TEXT:
|Publication number||US5626191 A|
|Application number||US 08/494,300|
|Publication date||May 6, 1997|
|Filing date||Jun 23, 1995|
|Priority date||Jun 23, 1995|
|Also published as||CA2176639A1, CA2176639C|
|Publication number||08494300, 494300, US 5626191 A, US 5626191A, US-A-5626191, US5626191 A, US5626191A|
|Inventors||Malcolm Greaves, Alexandru T. Turta|
|Original Assignee||Petroleum Recovery Institute|
|Export Citation||BiBTeX, EndNote, RefMan|
|Patent Citations (11), Referenced by (65), Classifications (10), Legal Events (8)|
|External Links: USPTO, USPTO Assignment, Espacenet|
This invention relates to an in-situ combustion process for recovering hydrocarbons from an underground reservoir. More particularly, it relates to a process in which the production wells each have a horizontal leg and these legs are positioned perpendicularly to and in the path of a laterally extending and advancing combustion front.
In-situ combustion processes are applied for the purpose of heating heavy oil, to mobilize it and drive it to an open production well for recovery.
In general, the usual technique used involves providing spaced apart vertical injection and production wells completed in a reservoir. Typically, an injection well will be located within a pattern of surrounding production wells. Air is injected into the formation, the mixture of air and hydrocarbons is ignited, a combustion front is generated in the formation and this resulting combustion front is advanced outwardly toward the production wells. Or alternatively, a row of injection wells may feed air to a laterally extending combustion front which advances as a line drive toward a parallel row of production wells.
In both cases, the operator seeks to establish an upright combustion front which provides good vertical sweep and advances generally horizontally through the reservoir with good lateral sweep.
However, the processes are not easy to operate and are characterized by various difficulties.

TO DO:
A – Translate this sentence from the patent page into Spanish: "In-situ combustion processes are applied for the purpose of heating heavy oil, to mobilize it and drive it to an open production well for recovery."
B – According to the patent page, what does each production well have in the process this invention covers?

STORED DATA:
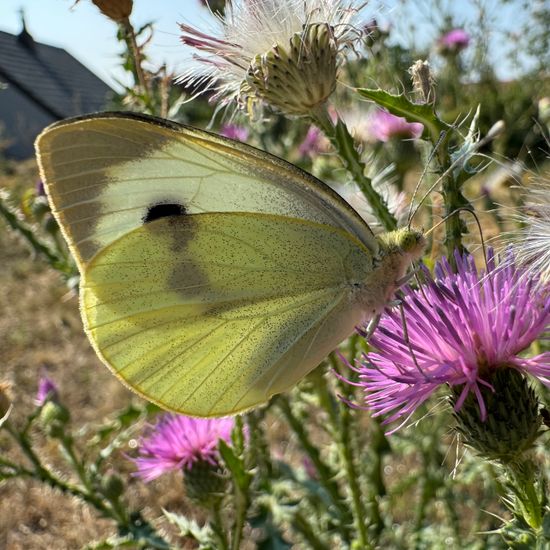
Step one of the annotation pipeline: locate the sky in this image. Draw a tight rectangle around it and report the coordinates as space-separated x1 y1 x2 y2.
0 0 532 88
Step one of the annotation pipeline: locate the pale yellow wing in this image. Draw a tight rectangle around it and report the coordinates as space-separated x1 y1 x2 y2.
36 113 378 271
81 213 372 416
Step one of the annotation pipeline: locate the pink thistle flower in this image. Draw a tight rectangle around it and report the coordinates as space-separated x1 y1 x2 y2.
131 414 235 482
220 124 248 141
437 29 470 53
34 376 59 407
368 109 424 142
359 251 550 433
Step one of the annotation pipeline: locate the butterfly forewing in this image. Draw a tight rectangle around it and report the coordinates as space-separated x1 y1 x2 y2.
82 213 372 416
37 113 377 267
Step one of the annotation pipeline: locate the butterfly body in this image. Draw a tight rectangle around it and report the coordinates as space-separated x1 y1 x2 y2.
37 113 423 416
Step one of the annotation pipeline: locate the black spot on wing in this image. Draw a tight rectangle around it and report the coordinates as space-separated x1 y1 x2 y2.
143 202 187 223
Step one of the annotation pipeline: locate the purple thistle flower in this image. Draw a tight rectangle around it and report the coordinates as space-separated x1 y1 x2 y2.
131 414 235 482
358 251 550 433
34 376 59 407
368 109 424 142
220 124 252 141
437 29 470 53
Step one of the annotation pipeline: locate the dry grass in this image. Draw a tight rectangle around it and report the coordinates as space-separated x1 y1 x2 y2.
0 164 203 550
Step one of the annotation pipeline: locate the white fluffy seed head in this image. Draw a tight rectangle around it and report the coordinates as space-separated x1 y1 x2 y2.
179 0 363 114
505 178 550 284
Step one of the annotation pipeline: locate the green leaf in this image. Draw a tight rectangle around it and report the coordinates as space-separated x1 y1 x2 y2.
162 509 215 550
357 88 449 144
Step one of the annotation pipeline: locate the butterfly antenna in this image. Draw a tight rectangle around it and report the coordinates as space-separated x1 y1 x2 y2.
424 206 489 271
409 120 504 231
407 132 446 229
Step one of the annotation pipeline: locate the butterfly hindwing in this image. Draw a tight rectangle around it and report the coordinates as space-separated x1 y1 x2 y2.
81 213 372 416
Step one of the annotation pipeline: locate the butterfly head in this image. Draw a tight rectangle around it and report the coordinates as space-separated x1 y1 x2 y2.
378 227 426 261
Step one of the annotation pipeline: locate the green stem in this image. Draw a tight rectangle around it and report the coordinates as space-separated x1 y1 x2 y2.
292 512 330 550
4 423 112 517
231 488 249 550
210 499 229 550
330 354 374 548
434 133 470 266
277 396 353 540
311 105 397 231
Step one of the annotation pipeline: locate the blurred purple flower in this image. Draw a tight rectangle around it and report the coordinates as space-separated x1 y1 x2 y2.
34 376 59 407
437 29 470 53
298 126 326 157
131 414 235 482
220 124 252 141
368 109 424 142
359 251 550 432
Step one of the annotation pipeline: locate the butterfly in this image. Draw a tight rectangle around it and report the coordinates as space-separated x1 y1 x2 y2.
36 113 424 417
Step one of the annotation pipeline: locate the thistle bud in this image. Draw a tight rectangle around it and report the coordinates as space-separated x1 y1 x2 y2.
183 460 227 506
409 59 435 103
243 23 338 116
92 0 133 23
452 367 542 463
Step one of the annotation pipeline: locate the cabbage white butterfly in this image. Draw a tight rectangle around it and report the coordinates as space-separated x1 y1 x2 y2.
36 113 424 417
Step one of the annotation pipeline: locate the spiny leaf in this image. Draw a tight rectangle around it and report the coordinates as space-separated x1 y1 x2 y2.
357 88 449 144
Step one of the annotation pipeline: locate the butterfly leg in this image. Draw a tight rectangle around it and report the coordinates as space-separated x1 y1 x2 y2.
363 313 381 342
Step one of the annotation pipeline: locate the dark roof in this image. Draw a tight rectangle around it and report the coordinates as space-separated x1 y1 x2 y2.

SOLUTIONS BELOW:
A – Los procesos de combustión in situ se aplican con el fin de calentar el petróleo pesado, para movilizarlo y conducirlo hacia un pozo de producción abierto para su recuperación.

B – Each production well has a horizontal leg.